*** Opening of Text segment ***
CDC growing concerned about evidence of polio in N.Y. county


Disease trackers are increasingly worried that cases of polio outside of New York City could mushroom into a wider problem.

A case was identified last month in Rockland County, New York, and the virus has been detected in sewage in Rockland County, neighboring Orange County and overseas in London.

Dr. Jose Romero, director of the CDC’s National Center for Immunization and Respiratory Diseases, said many people who get polio don’t show symptoms, so it could be spreading silently.

“There are a number of individuals in the community that have been infected with poliovirus. They are shedding the virus,” he told CNN. “The spread is always a possibility because the spread is going to be silent.”

A CDC team recently traveled to New York to investigate the situation in Rockland County, which has a shockingly low polio vaccination rate of about 60% compared to the nationwide rate of 93%. The county is located in the southeastern corner of the state bordering New Jersey.
*** Close of Text segment ***
*** Opening of Given records ***
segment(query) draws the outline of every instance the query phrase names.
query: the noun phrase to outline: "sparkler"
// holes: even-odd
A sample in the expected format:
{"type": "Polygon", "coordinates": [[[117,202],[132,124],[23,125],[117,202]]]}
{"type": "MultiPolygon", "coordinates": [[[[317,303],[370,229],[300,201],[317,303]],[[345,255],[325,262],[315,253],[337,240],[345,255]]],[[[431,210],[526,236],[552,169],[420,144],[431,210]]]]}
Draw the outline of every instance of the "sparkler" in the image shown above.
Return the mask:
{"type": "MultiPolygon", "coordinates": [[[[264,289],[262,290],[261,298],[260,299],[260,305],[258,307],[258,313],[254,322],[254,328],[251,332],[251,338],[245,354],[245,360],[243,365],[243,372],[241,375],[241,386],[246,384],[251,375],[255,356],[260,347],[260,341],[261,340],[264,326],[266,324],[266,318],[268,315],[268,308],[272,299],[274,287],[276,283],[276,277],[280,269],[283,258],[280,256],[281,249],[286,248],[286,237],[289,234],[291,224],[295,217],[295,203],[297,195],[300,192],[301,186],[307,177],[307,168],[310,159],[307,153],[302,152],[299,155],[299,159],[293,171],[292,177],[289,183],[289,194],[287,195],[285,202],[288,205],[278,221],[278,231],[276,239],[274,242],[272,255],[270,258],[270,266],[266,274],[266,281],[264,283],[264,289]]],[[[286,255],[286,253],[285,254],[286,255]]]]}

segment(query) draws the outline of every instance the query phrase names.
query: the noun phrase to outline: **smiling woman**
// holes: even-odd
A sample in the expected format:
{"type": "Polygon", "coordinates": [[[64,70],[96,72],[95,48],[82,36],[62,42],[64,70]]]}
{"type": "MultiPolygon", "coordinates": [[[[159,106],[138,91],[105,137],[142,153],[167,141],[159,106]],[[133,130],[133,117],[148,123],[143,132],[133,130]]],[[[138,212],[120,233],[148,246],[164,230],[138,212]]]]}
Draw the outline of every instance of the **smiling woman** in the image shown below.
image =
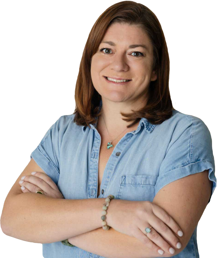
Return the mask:
{"type": "Polygon", "coordinates": [[[99,16],[75,110],[31,154],[25,190],[14,186],[4,206],[6,232],[42,239],[43,258],[199,258],[197,225],[216,187],[212,138],[173,108],[170,64],[145,5],[121,1],[99,16]]]}

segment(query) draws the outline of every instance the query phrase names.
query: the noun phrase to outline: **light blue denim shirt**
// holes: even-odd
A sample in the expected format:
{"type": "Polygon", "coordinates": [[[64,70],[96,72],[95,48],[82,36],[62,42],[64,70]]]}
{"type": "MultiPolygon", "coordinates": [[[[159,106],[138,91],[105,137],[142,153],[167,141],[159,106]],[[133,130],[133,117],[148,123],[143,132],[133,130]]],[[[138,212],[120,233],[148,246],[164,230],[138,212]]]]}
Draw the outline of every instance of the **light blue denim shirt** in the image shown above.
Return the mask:
{"type": "MultiPolygon", "coordinates": [[[[100,108],[102,105],[101,101],[100,108]]],[[[90,125],[91,128],[79,126],[73,121],[74,116],[60,117],[30,158],[55,183],[65,199],[97,198],[101,143],[97,122],[90,125]]],[[[216,178],[211,136],[203,120],[176,110],[160,124],[153,124],[142,118],[137,129],[126,134],[113,147],[98,198],[112,194],[116,199],[152,202],[167,184],[206,170],[212,182],[209,203],[216,178]]],[[[196,227],[184,249],[173,257],[199,258],[197,230],[196,227]]],[[[42,256],[103,258],[60,242],[42,244],[42,256]]]]}

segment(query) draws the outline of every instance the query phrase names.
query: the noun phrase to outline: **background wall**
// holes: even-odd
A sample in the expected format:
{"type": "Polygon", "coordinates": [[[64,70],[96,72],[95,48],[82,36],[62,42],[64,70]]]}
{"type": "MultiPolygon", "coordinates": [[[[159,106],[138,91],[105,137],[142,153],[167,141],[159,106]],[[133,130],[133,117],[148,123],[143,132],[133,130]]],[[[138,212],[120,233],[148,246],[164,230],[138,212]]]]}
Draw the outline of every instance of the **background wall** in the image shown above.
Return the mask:
{"type": "MultiPolygon", "coordinates": [[[[114,2],[0,1],[1,213],[27,153],[57,114],[71,111],[72,85],[86,33],[98,12],[114,2]]],[[[216,1],[145,4],[167,34],[176,106],[205,118],[216,148],[216,1]]],[[[204,258],[216,257],[216,200],[200,220],[204,258]]],[[[30,243],[0,235],[0,252],[2,257],[38,257],[39,248],[30,243]]]]}

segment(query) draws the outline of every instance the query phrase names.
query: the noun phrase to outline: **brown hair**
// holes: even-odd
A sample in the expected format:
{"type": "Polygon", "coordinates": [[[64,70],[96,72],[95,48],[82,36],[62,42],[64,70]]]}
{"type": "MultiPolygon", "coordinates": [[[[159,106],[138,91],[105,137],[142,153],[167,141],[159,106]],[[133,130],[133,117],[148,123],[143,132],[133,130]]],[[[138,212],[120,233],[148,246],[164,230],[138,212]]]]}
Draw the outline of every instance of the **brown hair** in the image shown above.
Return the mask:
*** Close of Given records ***
Tasks to perform →
**A.** Answer these questions using the article on polio in New York.
(i) In which county was a polio case identified last month?
(ii) What position does Dr. Jose Romero hold?
(iii) What nationwide polio vaccination rate does the article report?
**B.** Render this sentence from the polio article in Spanish: "Disease trackers are increasingly worried that cases of polio outside of New York City could mushroom into a wider problem."
**C.** Extend the article on polio in New York, picking up right after its final sentence.

Task-by-task answers →
**A.**
(i) Rockland County, New York
(ii) Director of the CDC's National Center for Immunization and Respiratory Diseases
(iii) 93%

**B.** A los rastreadores de enfermedades les preocupa cada vez más que los casos de polio fuera de la ciudad de Nueva York puedan multiplicarse hasta convertirse en un problema mayor.

**C.**
Polio is highly contagious and was a devastating disease in the early 20th century, before the vaccine arrived.

Children typically get a course of four shots for polio between 2 months old and 6 years old. Some groups, including some in the orthodox Jewish community in Rockland County, have resisted vaccination, sparking calls for an information campaign.

Disease fighters are considering different steps to fight a potential outbreak, including whether extra doses are needed for certain persons. U.K. officials started offering boosters in the London area.